Instructions for the task: Find every line in the records that contains the word "grass" and copy each of those lines.

— Start Data supplied —

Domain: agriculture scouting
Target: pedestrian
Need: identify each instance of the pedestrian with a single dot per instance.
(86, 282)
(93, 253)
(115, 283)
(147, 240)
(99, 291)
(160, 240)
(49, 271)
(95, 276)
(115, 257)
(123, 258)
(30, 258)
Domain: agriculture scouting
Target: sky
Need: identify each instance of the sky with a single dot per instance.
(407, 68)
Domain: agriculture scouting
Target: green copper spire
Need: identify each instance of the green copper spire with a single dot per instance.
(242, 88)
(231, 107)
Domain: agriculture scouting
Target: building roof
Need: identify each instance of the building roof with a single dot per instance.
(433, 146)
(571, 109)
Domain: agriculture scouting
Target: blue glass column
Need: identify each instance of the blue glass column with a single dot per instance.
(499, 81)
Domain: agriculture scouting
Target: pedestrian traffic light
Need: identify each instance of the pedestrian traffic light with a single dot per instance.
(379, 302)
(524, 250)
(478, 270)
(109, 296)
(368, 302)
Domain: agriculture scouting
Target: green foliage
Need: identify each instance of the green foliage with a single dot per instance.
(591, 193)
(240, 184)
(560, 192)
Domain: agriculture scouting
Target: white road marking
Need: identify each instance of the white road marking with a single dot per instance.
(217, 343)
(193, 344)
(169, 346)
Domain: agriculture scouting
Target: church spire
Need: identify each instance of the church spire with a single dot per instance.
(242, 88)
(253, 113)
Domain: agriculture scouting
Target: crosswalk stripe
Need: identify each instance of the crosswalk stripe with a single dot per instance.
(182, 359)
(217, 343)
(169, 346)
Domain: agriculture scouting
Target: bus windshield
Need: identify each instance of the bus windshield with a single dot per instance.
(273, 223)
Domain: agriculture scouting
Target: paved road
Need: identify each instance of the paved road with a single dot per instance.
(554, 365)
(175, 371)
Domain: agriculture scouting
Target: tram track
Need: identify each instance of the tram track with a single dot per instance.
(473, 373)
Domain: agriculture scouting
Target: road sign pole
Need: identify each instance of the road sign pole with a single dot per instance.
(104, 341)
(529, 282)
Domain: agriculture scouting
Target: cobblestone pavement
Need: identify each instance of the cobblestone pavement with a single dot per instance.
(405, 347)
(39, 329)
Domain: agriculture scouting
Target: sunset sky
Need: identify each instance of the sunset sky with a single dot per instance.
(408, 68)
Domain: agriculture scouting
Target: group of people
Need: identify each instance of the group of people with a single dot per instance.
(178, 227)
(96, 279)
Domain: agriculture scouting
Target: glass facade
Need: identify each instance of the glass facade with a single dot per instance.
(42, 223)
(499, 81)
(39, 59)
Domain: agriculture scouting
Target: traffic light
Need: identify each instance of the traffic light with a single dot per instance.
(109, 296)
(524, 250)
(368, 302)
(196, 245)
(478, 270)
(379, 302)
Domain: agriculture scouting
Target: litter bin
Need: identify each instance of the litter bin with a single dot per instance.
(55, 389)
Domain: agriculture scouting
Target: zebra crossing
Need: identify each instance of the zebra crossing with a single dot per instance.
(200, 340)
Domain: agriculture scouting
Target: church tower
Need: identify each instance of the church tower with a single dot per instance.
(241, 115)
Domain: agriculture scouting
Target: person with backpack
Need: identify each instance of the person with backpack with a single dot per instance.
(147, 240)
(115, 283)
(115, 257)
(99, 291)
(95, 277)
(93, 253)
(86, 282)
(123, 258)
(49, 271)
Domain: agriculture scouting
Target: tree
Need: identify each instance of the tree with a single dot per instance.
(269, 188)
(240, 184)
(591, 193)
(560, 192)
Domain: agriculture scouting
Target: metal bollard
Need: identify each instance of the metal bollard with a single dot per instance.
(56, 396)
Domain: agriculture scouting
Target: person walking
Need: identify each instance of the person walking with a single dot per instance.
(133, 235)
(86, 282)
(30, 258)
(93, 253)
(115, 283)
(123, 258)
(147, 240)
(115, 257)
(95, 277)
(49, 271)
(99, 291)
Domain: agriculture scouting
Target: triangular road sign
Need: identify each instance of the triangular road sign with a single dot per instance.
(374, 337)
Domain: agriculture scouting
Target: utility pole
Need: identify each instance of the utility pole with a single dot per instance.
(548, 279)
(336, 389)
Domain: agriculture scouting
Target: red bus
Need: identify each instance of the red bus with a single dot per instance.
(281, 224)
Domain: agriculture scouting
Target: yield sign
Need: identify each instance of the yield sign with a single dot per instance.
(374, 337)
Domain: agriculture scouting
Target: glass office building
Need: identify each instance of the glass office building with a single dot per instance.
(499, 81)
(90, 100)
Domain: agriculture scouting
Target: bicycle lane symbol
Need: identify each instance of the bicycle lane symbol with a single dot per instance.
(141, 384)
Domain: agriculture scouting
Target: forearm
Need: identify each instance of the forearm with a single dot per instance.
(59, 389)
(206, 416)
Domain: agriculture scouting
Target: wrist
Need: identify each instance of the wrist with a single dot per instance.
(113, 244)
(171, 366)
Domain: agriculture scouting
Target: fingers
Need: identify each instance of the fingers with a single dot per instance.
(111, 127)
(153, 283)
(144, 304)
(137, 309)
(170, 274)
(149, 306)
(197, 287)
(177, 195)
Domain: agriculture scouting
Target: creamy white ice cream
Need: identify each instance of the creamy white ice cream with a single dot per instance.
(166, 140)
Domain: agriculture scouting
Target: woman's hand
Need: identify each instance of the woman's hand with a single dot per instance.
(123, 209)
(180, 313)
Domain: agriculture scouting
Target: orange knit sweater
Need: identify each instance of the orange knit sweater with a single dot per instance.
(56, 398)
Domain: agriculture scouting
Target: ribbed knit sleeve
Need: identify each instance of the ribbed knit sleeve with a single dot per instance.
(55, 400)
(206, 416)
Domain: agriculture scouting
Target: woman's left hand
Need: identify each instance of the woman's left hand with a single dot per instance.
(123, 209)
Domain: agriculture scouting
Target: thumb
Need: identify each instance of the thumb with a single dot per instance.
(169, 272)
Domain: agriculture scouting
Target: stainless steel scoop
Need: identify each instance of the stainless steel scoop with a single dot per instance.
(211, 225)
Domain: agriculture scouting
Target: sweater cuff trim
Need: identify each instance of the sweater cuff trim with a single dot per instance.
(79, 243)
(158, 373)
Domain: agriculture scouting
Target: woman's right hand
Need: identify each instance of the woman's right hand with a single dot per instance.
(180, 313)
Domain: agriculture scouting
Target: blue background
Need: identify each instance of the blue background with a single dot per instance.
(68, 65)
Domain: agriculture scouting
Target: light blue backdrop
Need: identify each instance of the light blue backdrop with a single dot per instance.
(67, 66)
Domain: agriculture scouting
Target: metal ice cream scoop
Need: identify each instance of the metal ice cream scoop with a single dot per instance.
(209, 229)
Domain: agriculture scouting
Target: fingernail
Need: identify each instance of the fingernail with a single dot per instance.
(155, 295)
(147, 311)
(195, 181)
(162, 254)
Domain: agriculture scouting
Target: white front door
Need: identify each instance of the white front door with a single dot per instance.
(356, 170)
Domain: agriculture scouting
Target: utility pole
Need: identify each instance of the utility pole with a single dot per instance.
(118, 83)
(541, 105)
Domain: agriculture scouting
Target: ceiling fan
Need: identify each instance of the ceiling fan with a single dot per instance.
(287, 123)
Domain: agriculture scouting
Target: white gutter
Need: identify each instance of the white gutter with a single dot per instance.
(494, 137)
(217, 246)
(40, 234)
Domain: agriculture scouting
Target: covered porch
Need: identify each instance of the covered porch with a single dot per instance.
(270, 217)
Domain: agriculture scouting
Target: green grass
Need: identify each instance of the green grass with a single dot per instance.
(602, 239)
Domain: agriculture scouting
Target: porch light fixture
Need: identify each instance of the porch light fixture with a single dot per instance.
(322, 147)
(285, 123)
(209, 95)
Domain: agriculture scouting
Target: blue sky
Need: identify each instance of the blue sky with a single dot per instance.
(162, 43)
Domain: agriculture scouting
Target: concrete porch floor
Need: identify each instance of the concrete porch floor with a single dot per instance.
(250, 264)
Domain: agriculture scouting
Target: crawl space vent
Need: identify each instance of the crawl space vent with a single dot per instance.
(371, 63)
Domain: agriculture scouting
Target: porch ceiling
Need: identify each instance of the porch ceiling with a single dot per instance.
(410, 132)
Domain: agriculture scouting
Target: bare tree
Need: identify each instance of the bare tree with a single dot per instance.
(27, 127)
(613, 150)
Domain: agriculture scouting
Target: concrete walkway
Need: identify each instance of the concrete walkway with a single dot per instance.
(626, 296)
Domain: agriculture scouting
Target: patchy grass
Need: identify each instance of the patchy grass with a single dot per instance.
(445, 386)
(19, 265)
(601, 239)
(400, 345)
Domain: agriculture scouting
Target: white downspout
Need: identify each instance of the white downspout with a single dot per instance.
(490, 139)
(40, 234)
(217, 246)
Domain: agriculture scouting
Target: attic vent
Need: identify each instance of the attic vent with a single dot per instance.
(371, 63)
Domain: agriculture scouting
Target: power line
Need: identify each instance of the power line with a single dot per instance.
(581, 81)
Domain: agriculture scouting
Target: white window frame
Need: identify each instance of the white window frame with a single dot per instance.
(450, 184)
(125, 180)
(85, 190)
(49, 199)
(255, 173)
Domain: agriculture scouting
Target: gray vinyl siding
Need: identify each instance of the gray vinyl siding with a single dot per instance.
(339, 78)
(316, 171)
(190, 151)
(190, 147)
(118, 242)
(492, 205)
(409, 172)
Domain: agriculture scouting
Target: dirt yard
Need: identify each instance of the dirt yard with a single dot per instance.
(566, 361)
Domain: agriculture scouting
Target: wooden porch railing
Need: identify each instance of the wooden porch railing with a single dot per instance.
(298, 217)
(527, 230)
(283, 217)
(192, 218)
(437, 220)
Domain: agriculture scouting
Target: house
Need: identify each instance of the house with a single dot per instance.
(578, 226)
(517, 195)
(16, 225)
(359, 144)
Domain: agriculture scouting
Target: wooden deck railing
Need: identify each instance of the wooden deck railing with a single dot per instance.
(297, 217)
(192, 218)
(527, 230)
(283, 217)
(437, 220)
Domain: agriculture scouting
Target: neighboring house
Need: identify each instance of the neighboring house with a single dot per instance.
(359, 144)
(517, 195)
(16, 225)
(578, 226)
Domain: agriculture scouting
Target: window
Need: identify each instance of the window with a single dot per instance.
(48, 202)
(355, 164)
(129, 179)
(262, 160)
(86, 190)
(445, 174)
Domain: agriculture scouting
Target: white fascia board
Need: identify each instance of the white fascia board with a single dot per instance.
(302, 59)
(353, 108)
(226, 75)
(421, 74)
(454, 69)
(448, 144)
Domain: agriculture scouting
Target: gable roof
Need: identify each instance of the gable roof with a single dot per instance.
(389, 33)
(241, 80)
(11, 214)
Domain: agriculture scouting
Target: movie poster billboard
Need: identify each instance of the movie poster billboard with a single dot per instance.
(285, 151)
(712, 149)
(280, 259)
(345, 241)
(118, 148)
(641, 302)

— End Data supplied —

Response to the task:
Target: green grass
Need: identify each instance of the green grass with a single dot per instance.
Target: patchy grass
Need: identify each instance of the patchy grass with a single dot per instance.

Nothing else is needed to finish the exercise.